• _Given problem_
Exactly the lines from the one containing "Locate every instance of the woman in" through the end of the data below are to be reproduced, and nothing besides them.
-- -- --
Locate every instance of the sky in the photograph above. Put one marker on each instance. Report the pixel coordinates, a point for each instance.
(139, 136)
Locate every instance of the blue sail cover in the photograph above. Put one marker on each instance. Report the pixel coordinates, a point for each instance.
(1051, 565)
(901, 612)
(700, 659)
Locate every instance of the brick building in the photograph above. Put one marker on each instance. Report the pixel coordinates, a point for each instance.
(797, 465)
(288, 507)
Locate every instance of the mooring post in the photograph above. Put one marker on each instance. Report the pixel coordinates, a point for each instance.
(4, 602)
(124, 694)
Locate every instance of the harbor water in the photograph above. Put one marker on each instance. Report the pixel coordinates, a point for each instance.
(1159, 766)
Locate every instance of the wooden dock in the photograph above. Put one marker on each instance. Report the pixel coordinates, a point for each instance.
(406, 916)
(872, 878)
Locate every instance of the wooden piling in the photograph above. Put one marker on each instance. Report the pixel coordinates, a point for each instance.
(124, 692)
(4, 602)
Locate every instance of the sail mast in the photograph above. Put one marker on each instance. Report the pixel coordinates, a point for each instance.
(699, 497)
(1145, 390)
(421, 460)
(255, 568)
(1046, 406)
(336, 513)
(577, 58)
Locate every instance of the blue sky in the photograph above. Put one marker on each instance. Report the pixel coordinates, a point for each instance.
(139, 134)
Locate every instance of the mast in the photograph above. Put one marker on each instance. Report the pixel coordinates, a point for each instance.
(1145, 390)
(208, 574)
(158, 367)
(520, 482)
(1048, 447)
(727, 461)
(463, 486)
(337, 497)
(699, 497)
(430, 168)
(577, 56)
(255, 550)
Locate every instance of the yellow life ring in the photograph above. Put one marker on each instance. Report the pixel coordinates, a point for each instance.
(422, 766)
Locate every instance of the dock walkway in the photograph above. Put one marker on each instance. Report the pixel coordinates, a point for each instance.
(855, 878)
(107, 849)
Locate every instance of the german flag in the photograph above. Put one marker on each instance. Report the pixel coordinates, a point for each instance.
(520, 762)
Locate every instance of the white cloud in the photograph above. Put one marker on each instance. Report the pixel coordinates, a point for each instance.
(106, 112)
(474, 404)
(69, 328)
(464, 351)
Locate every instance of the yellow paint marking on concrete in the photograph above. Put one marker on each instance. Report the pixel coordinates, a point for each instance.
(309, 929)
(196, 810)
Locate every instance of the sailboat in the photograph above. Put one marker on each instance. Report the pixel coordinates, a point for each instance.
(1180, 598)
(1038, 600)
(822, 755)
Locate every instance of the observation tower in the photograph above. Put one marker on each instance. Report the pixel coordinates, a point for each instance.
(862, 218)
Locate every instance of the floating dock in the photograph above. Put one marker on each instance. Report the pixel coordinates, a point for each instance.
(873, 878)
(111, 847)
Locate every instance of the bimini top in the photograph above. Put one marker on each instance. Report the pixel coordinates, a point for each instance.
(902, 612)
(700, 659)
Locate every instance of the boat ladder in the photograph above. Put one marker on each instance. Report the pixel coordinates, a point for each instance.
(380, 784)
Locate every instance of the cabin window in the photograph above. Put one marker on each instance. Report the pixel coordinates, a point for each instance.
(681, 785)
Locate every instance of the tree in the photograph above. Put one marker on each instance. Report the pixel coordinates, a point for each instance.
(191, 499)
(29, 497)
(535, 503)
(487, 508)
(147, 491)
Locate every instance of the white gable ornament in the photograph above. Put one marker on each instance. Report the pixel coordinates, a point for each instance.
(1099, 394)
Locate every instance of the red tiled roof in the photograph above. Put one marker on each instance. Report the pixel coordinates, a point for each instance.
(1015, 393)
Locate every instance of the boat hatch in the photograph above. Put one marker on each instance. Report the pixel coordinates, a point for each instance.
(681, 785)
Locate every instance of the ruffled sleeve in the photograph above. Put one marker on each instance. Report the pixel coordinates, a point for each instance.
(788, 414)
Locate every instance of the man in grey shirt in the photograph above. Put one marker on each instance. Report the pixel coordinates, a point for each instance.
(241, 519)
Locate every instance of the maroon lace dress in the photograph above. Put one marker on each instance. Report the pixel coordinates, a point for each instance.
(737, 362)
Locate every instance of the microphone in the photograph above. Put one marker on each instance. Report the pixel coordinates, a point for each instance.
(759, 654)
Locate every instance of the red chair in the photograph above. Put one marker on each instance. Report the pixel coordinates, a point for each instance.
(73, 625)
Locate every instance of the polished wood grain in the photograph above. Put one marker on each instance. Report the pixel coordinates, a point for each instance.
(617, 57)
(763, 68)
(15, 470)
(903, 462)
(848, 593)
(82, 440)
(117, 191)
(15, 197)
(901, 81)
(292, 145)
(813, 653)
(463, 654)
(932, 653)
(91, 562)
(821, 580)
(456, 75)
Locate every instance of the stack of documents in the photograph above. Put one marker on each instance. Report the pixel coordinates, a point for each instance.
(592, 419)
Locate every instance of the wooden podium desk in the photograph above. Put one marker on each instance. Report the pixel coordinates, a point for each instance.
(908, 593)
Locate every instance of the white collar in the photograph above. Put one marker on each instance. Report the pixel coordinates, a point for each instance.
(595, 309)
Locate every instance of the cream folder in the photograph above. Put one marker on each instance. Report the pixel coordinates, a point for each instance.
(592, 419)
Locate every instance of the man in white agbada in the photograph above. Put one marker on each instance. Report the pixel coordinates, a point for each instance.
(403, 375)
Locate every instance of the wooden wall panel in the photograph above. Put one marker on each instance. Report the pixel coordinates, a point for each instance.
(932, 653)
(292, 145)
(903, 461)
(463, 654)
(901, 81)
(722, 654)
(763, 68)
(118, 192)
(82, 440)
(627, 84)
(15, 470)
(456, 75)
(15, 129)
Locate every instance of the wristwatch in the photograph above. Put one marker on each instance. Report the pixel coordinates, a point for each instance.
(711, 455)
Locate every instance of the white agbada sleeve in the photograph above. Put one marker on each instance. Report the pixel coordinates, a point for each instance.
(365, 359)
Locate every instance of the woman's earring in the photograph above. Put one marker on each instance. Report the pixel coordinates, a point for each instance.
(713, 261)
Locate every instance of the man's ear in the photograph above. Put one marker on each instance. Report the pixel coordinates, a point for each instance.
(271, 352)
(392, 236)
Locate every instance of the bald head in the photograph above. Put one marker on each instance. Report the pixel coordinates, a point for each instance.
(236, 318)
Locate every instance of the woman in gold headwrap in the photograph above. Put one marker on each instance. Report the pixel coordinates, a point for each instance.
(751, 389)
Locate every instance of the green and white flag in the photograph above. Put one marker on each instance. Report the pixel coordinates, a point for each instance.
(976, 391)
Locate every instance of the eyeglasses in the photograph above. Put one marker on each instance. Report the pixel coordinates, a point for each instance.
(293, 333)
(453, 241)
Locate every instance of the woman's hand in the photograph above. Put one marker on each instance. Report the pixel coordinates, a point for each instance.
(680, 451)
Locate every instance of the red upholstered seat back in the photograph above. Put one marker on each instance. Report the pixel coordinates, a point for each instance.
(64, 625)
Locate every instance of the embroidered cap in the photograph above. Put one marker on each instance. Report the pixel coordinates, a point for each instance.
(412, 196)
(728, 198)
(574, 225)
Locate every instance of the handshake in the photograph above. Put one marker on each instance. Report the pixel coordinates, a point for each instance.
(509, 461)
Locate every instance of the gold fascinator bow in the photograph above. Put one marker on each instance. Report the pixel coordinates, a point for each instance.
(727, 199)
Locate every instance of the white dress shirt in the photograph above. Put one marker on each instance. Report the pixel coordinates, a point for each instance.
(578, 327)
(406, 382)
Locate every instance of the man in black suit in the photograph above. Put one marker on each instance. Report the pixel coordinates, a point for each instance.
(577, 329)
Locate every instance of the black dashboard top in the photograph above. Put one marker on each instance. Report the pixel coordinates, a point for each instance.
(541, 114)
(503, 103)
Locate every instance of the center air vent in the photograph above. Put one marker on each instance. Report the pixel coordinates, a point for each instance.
-- -- --
• _Task answer_
Locate every instance of the woman in gold headwrap in the photograph above. Put one marker on each instance. Report the pixel coordinates, a point for each instance.
(751, 389)
Locate every instance of the green and white flag in the photograph above. Put one marker on each instance. Report the pixel coordinates, a point for each instance.
(976, 391)
Locate every instance of the eyeglasses in the photograph above. Put one marker on each instance. Report the pixel coordinates, a point for each instance.
(293, 333)
(453, 241)
Locate every instance of the woman's hand in the photograph above. Put one marker on each instance. Report the pixel coordinates, a point for each instance.
(680, 451)
Locate every instance of the red upholstered seat back in the photograph above. Put one marker on each instance. Report the pixel coordinates, a point for each instance.
(64, 625)
Locate every instance of the embroidered cap in the photograph above. Put one marker on each instance. Report the pixel coordinates, a point for each instance.
(412, 196)
(728, 198)
(574, 225)
Locate every instance of the handshake in the photograph above. Put one marker on each instance. Report the pixel coordinates, a point for each instance.
(509, 461)
Locate every instance of the gold fascinator bow in the photograph above. Put one marker on each instance. Report the pixel coordinates, a point for each instance.
(727, 199)
Locate every instance of the white dress shirt in the photograph above. Put one marker on each instance. Report the pixel coordinates, a point for each instance.
(578, 327)
(406, 382)
Locate every instance of the man in black suit in the photograph above. Put one marker on each instance. Report the pixel coordinates, a point for each instance.
(577, 329)
Locate every instance of the black dashboard top in the photograph above. Put one marker on each instance. Report the pixel coordinates, a point for each instance.
(541, 114)
(503, 103)
Locate every instance of the center air vent in the photograph above. Put one marker on each instance. Report the pixel coordinates, a point for each instance.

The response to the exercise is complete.